Referring expression pointing data —
§ §
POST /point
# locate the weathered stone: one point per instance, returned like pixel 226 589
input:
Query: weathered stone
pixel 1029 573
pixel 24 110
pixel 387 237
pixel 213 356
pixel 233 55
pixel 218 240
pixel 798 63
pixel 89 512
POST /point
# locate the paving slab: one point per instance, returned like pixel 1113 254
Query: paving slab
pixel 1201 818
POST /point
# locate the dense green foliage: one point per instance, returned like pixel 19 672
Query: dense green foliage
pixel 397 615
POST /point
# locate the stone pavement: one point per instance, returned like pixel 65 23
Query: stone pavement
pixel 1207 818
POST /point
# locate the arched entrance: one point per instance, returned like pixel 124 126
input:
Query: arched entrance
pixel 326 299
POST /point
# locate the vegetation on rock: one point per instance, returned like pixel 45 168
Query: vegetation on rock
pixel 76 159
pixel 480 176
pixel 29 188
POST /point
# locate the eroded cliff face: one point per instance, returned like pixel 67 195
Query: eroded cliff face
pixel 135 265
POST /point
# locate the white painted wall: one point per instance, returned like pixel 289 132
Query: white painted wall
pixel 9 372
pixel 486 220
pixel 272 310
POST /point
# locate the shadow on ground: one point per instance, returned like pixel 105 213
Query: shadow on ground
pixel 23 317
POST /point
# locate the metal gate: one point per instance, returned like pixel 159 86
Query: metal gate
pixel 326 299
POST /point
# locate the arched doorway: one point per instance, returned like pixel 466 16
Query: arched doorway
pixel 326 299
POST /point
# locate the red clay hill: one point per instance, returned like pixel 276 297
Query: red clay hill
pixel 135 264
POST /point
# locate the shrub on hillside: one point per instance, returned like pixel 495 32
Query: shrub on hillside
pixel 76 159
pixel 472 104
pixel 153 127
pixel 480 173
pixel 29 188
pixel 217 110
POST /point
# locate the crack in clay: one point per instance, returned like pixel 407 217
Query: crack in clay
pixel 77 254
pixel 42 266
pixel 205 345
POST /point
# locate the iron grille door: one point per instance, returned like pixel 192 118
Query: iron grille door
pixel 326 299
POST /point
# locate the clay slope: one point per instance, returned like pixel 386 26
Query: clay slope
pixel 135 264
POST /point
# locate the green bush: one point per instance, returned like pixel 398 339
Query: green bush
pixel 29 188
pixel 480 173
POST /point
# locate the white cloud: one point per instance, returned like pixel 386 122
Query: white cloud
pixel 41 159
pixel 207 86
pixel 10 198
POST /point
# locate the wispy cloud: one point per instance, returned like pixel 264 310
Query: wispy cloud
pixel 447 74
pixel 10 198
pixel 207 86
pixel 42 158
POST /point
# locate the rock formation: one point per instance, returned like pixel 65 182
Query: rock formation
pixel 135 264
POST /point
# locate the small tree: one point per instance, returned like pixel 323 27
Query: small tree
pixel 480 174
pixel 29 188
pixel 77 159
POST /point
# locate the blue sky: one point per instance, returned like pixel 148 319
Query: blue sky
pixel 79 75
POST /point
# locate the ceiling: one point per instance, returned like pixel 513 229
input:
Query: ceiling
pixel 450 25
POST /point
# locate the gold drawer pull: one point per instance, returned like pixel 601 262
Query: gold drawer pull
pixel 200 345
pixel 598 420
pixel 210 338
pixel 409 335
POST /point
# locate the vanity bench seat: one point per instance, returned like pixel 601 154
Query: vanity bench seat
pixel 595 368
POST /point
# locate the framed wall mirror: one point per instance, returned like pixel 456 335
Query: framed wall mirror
§ §
Task requirements —
Write out all the data again, exactly as it appears.

Response to this task —
POST /point
# locate the weathered stone: one point per instance, returned like pixel 226 589
input:
Query: weathered stone
pixel 1029 573
pixel 24 110
pixel 387 237
pixel 213 356
pixel 233 55
pixel 218 240
pixel 798 63
pixel 89 512
POST /point
# locate the paving slab: one point per instance, returned like pixel 1113 254
Query: paving slab
pixel 1201 818
POST /point
# locate the dense green foliage: one point per instance, returned like pixel 19 672
Query: dense green foliage
pixel 397 615
POST /point
# locate the stone pavement: one point per instance, returned like pixel 65 23
Query: stone pavement
pixel 1207 818
POST /point
# locate the arched entrance: one point per instance, returned like pixel 124 126
input:
Query: arched entrance
pixel 326 299
POST /point
# locate the vegetation on rock: one point per instance, returned like pixel 45 168
Query: vegetation on rock
pixel 76 159
pixel 480 176
pixel 29 188
POST /point
# locate the eroded cliff face: one point per instance, returned like pixel 67 195
Query: eroded cliff face
pixel 135 265
POST /point
# locate the white painted wall: one point per instance, returned like pixel 289 132
Query: white painted wall
pixel 9 372
pixel 486 220
pixel 272 310
POST /point
# locate the shadow on ground: one point per instance, returned like pixel 105 213
Query: shadow on ground
pixel 23 317
POST /point
# locate the metal gate: one point per instance, returned like pixel 159 86
Query: metal gate
pixel 326 299
POST /point
# locate the arched doorway: one point per instance, returned like pixel 466 16
Query: arched doorway
pixel 326 299
POST /point
# locate the red clay hill: one point per instance, returned like pixel 276 297
Query: red clay hill
pixel 135 264
POST /point
# locate the shrub on hillside: one point per instance, returned like pixel 495 32
Query: shrub on hillside
pixel 76 159
pixel 472 104
pixel 153 127
pixel 480 173
pixel 29 188
pixel 217 110
POST /point
# locate the crack in clay: one point per instance, returned like pixel 407 217
Query: crack in clay
pixel 77 254
pixel 42 266
pixel 205 345
POST /point
# locate the iron grille door: one point per instance, returned like pixel 192 118
Query: iron grille door
pixel 326 299
POST /point
# locate the clay slope: one point per instance, returned like pixel 386 26
Query: clay slope
pixel 135 264
POST /point
# locate the green bush: one point per instance, returned like pixel 398 339
Query: green bush
pixel 29 188
pixel 480 173
POST /point
# locate the white cloud: one point per instance, returned like pixel 386 122
Query: white cloud
pixel 41 159
pixel 207 86
pixel 10 198
POST /point
# locate the wispy cloud: one point per instance, returned like pixel 264 310
Query: wispy cloud
pixel 447 74
pixel 10 198
pixel 207 86
pixel 42 158
POST /point
# locate the rock formation: one point per instance, returned like pixel 65 182
Query: rock formation
pixel 135 264
POST /point
# locate the small tree: one point per instance, returned like pixel 323 27
Query: small tree
pixel 480 174
pixel 29 188
pixel 77 159
POST /point
# locate the blue sky: one point per instance, returned like pixel 148 319
Query: blue sky
pixel 79 75
POST /point
# locate the ceiling: one point per instance, returned like pixel 513 229
input:
Query: ceiling
pixel 450 25
POST /point
# locate the gold drawer pull: one point per instance, returned like pixel 601 262
Query: gold drawer pull
pixel 200 345
pixel 598 420
pixel 210 338
pixel 409 335
POST /point
# locate the vanity bench seat: one point per instance, returned like pixel 601 154
Query: vanity bench seat
pixel 595 368
POST /point
# locate the framed wall mirror: one point per instance, returned like pixel 456 335
Query: framed wall mirror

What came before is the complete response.